# [INSTRUCTION]
Pictures do not belong in the copy; quote every entry below exactly.

Position identification records
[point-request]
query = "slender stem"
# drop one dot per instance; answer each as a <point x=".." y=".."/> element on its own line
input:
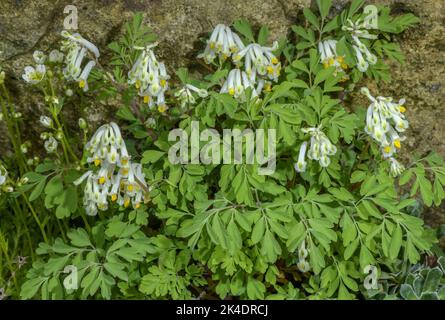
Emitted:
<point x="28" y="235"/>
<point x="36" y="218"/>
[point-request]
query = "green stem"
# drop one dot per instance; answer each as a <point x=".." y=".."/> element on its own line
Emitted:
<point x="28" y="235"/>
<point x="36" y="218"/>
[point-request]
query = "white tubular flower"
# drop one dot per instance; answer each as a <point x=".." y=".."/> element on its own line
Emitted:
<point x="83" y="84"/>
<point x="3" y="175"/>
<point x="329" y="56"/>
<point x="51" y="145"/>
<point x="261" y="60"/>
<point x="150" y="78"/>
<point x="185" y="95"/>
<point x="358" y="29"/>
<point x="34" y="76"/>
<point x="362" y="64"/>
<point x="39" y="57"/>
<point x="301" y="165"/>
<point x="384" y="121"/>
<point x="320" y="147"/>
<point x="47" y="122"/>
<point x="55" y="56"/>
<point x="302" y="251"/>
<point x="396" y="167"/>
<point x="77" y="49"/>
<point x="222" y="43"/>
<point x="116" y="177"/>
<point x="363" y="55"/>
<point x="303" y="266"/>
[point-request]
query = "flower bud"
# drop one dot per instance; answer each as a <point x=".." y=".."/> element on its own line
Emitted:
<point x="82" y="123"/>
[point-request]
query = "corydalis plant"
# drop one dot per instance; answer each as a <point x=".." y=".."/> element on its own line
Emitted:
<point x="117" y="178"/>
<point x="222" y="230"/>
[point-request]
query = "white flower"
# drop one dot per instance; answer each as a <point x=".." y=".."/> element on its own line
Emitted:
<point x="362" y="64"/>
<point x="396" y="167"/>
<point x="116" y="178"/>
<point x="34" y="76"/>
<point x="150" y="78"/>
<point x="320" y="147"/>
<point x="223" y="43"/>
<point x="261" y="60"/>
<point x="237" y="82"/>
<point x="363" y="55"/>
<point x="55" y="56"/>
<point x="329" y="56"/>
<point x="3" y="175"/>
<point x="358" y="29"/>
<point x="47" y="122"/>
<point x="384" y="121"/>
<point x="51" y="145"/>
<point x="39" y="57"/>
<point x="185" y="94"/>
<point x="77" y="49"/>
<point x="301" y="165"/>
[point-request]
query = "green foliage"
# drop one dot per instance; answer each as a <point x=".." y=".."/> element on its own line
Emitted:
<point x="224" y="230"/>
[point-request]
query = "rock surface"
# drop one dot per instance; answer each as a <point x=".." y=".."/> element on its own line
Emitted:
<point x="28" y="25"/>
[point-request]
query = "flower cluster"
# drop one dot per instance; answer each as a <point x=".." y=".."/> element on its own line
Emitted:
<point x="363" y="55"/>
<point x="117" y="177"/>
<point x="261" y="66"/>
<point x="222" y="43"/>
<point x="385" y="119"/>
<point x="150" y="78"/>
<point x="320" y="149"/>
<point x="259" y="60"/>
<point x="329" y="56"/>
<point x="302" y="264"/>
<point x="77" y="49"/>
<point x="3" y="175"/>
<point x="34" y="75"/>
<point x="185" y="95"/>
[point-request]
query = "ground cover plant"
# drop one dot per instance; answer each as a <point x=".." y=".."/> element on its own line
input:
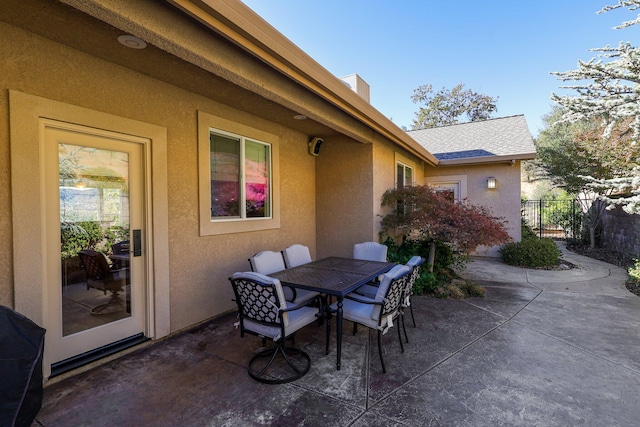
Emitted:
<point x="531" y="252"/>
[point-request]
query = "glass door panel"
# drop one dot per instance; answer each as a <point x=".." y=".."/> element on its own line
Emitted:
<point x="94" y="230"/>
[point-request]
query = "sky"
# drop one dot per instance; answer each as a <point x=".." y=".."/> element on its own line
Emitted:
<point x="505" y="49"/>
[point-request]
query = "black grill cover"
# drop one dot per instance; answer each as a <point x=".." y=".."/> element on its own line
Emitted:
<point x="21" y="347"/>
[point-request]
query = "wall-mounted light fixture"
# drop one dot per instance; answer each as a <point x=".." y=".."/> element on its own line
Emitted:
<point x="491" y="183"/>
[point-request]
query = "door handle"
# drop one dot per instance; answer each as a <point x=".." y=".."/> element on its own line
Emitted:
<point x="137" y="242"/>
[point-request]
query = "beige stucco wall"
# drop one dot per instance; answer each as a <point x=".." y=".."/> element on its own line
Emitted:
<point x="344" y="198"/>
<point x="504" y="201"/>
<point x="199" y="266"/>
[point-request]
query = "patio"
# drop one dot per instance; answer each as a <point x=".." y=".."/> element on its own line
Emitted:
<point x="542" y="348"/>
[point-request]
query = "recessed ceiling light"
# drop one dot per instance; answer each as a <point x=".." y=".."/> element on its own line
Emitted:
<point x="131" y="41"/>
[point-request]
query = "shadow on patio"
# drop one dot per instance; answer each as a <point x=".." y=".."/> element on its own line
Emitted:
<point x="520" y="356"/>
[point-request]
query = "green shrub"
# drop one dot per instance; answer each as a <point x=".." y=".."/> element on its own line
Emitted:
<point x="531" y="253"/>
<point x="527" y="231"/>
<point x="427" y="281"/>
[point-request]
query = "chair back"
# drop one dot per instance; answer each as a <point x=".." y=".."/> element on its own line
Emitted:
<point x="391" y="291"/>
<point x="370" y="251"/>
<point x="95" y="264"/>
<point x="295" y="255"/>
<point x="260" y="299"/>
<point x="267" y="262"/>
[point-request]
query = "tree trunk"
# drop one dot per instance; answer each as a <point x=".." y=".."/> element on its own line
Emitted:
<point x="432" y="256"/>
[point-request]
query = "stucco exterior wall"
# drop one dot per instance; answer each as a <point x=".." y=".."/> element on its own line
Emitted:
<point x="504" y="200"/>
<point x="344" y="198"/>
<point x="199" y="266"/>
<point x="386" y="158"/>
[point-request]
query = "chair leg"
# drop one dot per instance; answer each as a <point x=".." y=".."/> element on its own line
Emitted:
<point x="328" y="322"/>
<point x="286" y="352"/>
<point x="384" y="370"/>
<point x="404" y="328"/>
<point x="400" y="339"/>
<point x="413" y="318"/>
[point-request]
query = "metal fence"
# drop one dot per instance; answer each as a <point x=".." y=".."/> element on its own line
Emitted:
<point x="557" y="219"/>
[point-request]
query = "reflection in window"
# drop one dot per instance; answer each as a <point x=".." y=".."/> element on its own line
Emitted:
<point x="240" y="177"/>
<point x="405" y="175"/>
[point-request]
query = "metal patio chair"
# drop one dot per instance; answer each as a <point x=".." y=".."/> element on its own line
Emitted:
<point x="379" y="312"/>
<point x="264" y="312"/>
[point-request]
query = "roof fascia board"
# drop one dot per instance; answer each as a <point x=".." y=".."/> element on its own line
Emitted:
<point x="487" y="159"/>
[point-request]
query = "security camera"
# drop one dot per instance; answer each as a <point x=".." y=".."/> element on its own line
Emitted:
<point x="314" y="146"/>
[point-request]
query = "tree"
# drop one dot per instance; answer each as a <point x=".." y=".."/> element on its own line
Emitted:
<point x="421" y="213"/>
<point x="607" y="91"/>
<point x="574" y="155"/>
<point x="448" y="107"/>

# [SOLUTION TO THIS PROBLEM]
[point-request]
query = "slender stem"
# drop one dot per instance; answer each as a <point x=".." y=".."/> element on its own line
input:
Emitted:
<point x="28" y="235"/>
<point x="36" y="218"/>
[point-request]
query = "green stem"
# drop one dot per instance; answer each as a <point x=".." y=".."/> element on its own line
Emitted:
<point x="28" y="235"/>
<point x="36" y="218"/>
[point-request]
query = "white tubular flower"
# drop one dot per instance; answer each as a <point x=".." y=".."/> element on its own line
Emitted:
<point x="83" y="84"/>
<point x="3" y="175"/>
<point x="329" y="56"/>
<point x="51" y="145"/>
<point x="261" y="60"/>
<point x="150" y="78"/>
<point x="185" y="95"/>
<point x="358" y="29"/>
<point x="34" y="76"/>
<point x="362" y="64"/>
<point x="39" y="57"/>
<point x="301" y="165"/>
<point x="384" y="121"/>
<point x="320" y="147"/>
<point x="47" y="122"/>
<point x="55" y="56"/>
<point x="302" y="251"/>
<point x="396" y="167"/>
<point x="77" y="49"/>
<point x="222" y="43"/>
<point x="116" y="177"/>
<point x="363" y="55"/>
<point x="303" y="266"/>
[point-request]
query = "flower bud"
# drop one dot per instance; answer each as a <point x=".." y=".."/> element on its own line
Emitted:
<point x="82" y="123"/>
[point-request]
query = "corydalis plant"
# drop one dot per instance; answer each as a <point x=".." y=".."/> element on its own line
Emitted:
<point x="117" y="178"/>
<point x="222" y="230"/>
[point-request]
query = "white flower"
# drop one dot per instance; answer each as a <point x=".." y=".."/> element on its own line
Emitted:
<point x="362" y="64"/>
<point x="396" y="167"/>
<point x="116" y="178"/>
<point x="34" y="76"/>
<point x="150" y="78"/>
<point x="320" y="147"/>
<point x="223" y="43"/>
<point x="261" y="60"/>
<point x="237" y="82"/>
<point x="363" y="55"/>
<point x="55" y="56"/>
<point x="329" y="56"/>
<point x="3" y="175"/>
<point x="358" y="29"/>
<point x="47" y="122"/>
<point x="384" y="121"/>
<point x="51" y="145"/>
<point x="39" y="57"/>
<point x="185" y="94"/>
<point x="77" y="49"/>
<point x="301" y="165"/>
[point-request]
query = "green foliage"
# drop one dot per instance; answer each as a <point x=".." y=".."/> element on its own line
Emitted:
<point x="224" y="230"/>
[point-request]
query = "rock surface"
# drop one dot per instance; answer each as a <point x=".." y=".."/> element on its own line
Emitted:
<point x="28" y="25"/>
[point-request]
query = "flower cluster"
# drop one dot per instance; answer each as a <point x=".." y=".."/> element on its own line
Emitted:
<point x="363" y="55"/>
<point x="117" y="177"/>
<point x="261" y="66"/>
<point x="222" y="43"/>
<point x="385" y="119"/>
<point x="150" y="78"/>
<point x="320" y="149"/>
<point x="259" y="60"/>
<point x="329" y="56"/>
<point x="302" y="264"/>
<point x="77" y="49"/>
<point x="3" y="175"/>
<point x="34" y="75"/>
<point x="185" y="95"/>
[point-request]
query = "ground cover plant"
# drop one dot per instance; answer each as a <point x=".." y=".."/> element on its own line
input:
Emitted:
<point x="531" y="252"/>
[point-request]
query = "glass door panel"
# drop one dot per instance; answer each as a <point x=".." y=".."/> element on its own line
Emitted:
<point x="94" y="230"/>
[point-request]
query = "sky"
# drop one dot per instance; answer each as a <point x=".." y=".."/> element on its own line
Emitted:
<point x="505" y="49"/>
[point-request]
query = "black grill cover"
# drop one dot per instance; answer each as a <point x=".." y=".."/> element on its own line
Emitted:
<point x="21" y="347"/>
[point-request]
query = "wall-mounted light fixture"
# drop one dot per instance; answer each as a <point x=".." y=".."/> element on its own line
Emitted:
<point x="491" y="183"/>
[point-request]
query = "door handle"
# drop one dot per instance; answer each as a <point x=".." y=".."/> element on its own line
Emitted:
<point x="137" y="242"/>
[point-request]
query = "beige stucco wall"
# drop one dot per instance; answer each as a <point x=".." y=".."/> element on its own line
Emitted:
<point x="344" y="198"/>
<point x="504" y="201"/>
<point x="199" y="266"/>
[point-request]
query = "patio"
# drop one dot per instance; answer each as a <point x=".." y=".."/> element on its own line
Emitted:
<point x="542" y="348"/>
[point-request]
query = "recessed ceiling light"
# drop one dot per instance; answer each as a <point x=".." y=".."/> element on its own line
Emitted:
<point x="131" y="41"/>
[point-request]
query = "shadow on patio"
# drop one dot per instance; answer each as a <point x=".." y=".."/> element on its own line
Emitted:
<point x="520" y="356"/>
[point-request]
query = "green shrub"
# drop one dot per instance; answer each as a <point x=".." y=".."/> element on its own line
Emitted:
<point x="531" y="253"/>
<point x="527" y="231"/>
<point x="427" y="281"/>
[point-request]
query = "chair back"
# drop one dot per instance; answer each as a <point x=".." y=".."/> element on its own line
Emitted:
<point x="391" y="291"/>
<point x="370" y="251"/>
<point x="95" y="264"/>
<point x="295" y="255"/>
<point x="260" y="299"/>
<point x="267" y="262"/>
[point-request]
query = "tree trunk"
# drop one dot per instance; answer each as a <point x=".." y=".."/> element on its own line
Emitted:
<point x="432" y="256"/>
[point-request]
query = "stucco exterior wall"
# drop one dot per instance; answer each as a <point x=".." y=".."/> element on its own line
Emitted:
<point x="504" y="200"/>
<point x="344" y="198"/>
<point x="199" y="266"/>
<point x="386" y="158"/>
[point-request]
query = "chair leg"
# drop one dot per instance; answer each as a <point x=".." y=".."/> element on its own line
Emitted:
<point x="328" y="322"/>
<point x="286" y="352"/>
<point x="384" y="370"/>
<point x="404" y="328"/>
<point x="400" y="339"/>
<point x="413" y="318"/>
[point-request]
query = "metal fence"
# drop one dot per instance; answer each as a <point x=".." y=".."/> element on its own line
Emitted:
<point x="557" y="219"/>
[point-request]
query = "reflection in window"
# drop one dot per instance; answer each as a <point x=".." y=".."/> element on its own line
Emitted:
<point x="240" y="177"/>
<point x="405" y="175"/>
[point-request]
query = "metal patio chair"
# drop one dot per instance; answer each as a <point x=".." y=".."/> element on its own line
Emitted:
<point x="379" y="312"/>
<point x="264" y="312"/>
[point-request]
query = "roof fascia board"
# drop one dot per instance; answer each as a <point x=".." y=".."/> element on its own line
Emitted:
<point x="487" y="159"/>
[point-request]
query = "security camera"
# drop one dot per instance; answer each as a <point x=".." y=".."/> element on its own line
Emitted:
<point x="314" y="146"/>
[point-request]
query = "tree"
# drop one dot per instance; answer each as a <point x=".." y=".."/> element on its own line
Emitted:
<point x="421" y="213"/>
<point x="607" y="91"/>
<point x="574" y="155"/>
<point x="448" y="107"/>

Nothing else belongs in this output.